2024-12-11

Das Jahr der Fragebögen

Seiten um Seiten um Seiten an Fragebögen und Anträgen habe ich dieses Jahr ausgefüllt. Wer Leistungen des Sozialstaates beziehen möchte, der kommt darum leider nicht herum. Für einen kreativen Geist wie mich ist das Ausfüllen eines Fragebogens, das rechtzeitige Zurückschicken dieses Fragebogens (natürlich per Post, von Digitalisierung hat man bei deutschen Behörden noch wenig gehört) und die Aufbewahrung des Dokuments gleichbedeutend mit den Foltermethoden des Mittelalters.

Über meinen Antrag auf Erwerbsminderungsrente habe ich bereits geschrieben: https://herz-und-nieren.info/die-rente-mit-u50

Zu den 48 Seiten des Grundantrags, den ich im August an die Rentenversicherung abgeschickt hatte, kamen in den folgenden Wochen noch etliche weitere Seiten. In immer neuen Zusatzfragebögen mussten ich, mein Arbeitgeber und meine Hausarztpraxis Angaben zu meinem gesundheitlichen und beruflichen Status machen. Es schien kein Ende zu nehmen und ganz ehrlich: Es zermürbt. Es ist pure Schikane, immer dieselben Angaben machen zu müssen, seine Situation anonymen Bürogestalten entblößen zu müssen und monatelang hingehalten zu werden.
=-=-=-=-=
* Aufgabenstellung *
Setze den Beitrag über das Jahr der Fragebögen im Anschluss an seinen letzten Satz fort und behalte dabei Ich-Perspektive und Tonfall bei.
=-=-=-=-=
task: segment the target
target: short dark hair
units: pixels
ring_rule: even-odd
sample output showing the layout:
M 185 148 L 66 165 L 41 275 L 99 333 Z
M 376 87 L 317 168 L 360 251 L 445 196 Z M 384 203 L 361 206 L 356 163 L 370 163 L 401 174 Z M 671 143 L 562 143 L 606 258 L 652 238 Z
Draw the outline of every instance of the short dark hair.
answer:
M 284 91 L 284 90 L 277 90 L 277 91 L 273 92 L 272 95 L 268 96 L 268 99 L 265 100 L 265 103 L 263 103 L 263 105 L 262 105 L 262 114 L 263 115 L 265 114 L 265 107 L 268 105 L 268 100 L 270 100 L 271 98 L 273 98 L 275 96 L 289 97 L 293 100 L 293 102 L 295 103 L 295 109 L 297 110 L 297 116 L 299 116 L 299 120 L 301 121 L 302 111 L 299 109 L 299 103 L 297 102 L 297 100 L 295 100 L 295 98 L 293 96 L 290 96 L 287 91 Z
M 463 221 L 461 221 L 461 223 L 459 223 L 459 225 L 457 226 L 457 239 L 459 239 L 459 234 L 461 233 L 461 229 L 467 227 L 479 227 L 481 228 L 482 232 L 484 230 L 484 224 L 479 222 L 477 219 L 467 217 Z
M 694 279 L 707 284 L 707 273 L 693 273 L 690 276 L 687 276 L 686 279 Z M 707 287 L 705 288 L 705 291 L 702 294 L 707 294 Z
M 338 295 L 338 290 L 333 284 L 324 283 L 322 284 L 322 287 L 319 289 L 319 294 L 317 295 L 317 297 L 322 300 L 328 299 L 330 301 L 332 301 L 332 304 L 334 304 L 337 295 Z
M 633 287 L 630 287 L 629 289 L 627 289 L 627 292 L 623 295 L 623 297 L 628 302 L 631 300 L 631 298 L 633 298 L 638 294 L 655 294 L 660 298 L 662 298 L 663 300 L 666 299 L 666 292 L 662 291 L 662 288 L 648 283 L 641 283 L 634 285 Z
=-=-=-=-=
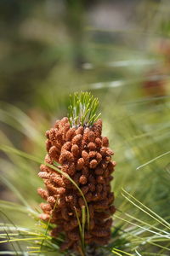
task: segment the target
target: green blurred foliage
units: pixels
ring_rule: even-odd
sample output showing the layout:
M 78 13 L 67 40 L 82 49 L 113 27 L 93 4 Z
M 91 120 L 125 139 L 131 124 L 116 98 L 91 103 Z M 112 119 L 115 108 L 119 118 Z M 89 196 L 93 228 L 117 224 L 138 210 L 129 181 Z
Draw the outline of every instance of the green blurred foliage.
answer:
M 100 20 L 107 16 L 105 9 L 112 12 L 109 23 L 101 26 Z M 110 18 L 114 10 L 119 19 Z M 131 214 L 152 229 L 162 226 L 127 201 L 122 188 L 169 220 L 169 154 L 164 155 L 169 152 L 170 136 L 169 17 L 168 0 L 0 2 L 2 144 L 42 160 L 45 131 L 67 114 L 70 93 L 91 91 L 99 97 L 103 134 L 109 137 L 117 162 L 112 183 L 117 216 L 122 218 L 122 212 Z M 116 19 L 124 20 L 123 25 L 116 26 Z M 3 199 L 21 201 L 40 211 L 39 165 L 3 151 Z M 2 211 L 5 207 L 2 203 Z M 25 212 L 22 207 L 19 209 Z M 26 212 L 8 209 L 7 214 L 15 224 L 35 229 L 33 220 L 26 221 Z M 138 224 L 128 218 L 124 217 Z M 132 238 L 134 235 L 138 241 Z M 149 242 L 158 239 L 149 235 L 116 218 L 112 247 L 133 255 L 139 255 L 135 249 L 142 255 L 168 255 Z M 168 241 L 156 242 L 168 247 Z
=-=-=-=-=
* Lösung *
Die Tortur hat jedoch nun ein Ende und die Beharrlichkeit – so schwer sie mir in diesem Fall fiel – hat sich ausgezahlt. Im wahrsten Sinne des Wortes. Ab März nächstes Jahr beziehe ich eine Teilerwerbsminderungsrente (allein dieses Wort…!). Sie wird die Einkommensverluste, die ich aufgrund meiner bereits erfolgten Arbeitszeitreduzierung habe, wieder ausgleichen. Zumindest für die nächsten zwei Jahre. Dann muss ich die Rente neu beantragen.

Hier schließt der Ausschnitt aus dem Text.